-- Passage provided --

BEGIN

Today is Nina Kiriki Hoffman's birthday. Much of her impressive body of short fiction appeared before I was reviewing, but here is a selection of my Locus reviews of her short fiction in this century.

Locus, March 2004

The somewhat slipstream-oriented anthology Polyphony has just reached its third issue, this one very thick (21 stories, some quite long). I was most impressed by Nina Kiriki Hoffman's "Wild Talents", a moving story of a girl whose telekinetic abilities drive her single mother to abandon her to a strange man.

Locus, April 2006

Weird Tales returns with a wonderfully thick issue: 82 pages, close to 50,000 words of fiction. ... fine work from Nina Kiriki Hoffman (“To Grandmother’s House”, a snarky little thing about three children who resent spending Christmas with Grandmother) ...

Locus, May 2006 (review of Children of Magic)

Nina Kiriki Hoffman’s “The Weight of Wishes” is a sweet and amusing Christmas story about a daughter who can change people – for example into a Christmas elf.

Locus, April 2007

Lone Star Stories’ February issue includes a gleefully nasty little piece from Nina Kiriki Hoffman, “Neighbors”, in which a woman’s speculations about her odd neighbors end up revealing her own family’s strangeness.

END

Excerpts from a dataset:
BEGIN

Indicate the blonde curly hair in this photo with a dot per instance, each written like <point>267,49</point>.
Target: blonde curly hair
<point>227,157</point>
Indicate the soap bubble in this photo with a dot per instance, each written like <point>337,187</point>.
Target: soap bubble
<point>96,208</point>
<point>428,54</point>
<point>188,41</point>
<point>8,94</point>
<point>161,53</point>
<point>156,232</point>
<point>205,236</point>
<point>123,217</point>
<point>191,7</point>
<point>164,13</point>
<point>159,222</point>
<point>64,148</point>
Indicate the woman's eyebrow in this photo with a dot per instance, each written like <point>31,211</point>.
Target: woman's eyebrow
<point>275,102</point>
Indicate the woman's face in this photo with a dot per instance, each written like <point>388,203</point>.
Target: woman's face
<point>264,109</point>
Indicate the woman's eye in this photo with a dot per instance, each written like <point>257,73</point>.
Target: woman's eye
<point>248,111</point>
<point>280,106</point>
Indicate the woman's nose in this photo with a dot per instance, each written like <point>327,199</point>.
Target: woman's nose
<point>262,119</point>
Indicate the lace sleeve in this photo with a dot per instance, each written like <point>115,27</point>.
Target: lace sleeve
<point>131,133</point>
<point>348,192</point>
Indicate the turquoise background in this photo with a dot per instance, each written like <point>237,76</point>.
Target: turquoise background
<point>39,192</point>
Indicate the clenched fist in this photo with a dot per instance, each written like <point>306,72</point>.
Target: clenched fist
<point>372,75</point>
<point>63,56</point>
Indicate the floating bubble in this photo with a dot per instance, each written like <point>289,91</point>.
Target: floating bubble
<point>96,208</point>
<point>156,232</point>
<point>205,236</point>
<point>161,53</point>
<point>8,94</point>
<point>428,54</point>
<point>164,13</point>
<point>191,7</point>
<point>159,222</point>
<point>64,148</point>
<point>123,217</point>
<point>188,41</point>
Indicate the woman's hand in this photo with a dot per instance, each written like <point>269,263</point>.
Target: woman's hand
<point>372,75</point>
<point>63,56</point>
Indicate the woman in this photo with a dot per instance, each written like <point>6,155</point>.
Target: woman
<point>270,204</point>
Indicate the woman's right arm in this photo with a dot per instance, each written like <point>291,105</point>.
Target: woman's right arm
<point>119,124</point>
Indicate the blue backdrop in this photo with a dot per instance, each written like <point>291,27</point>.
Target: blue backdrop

END

-- Exercise details --
Please say what kind of abilities the girl in "Wild Talents" has, according to the Nina Kiriki Hoffman reviews.

-- The completed task --
Telekinetic abilities.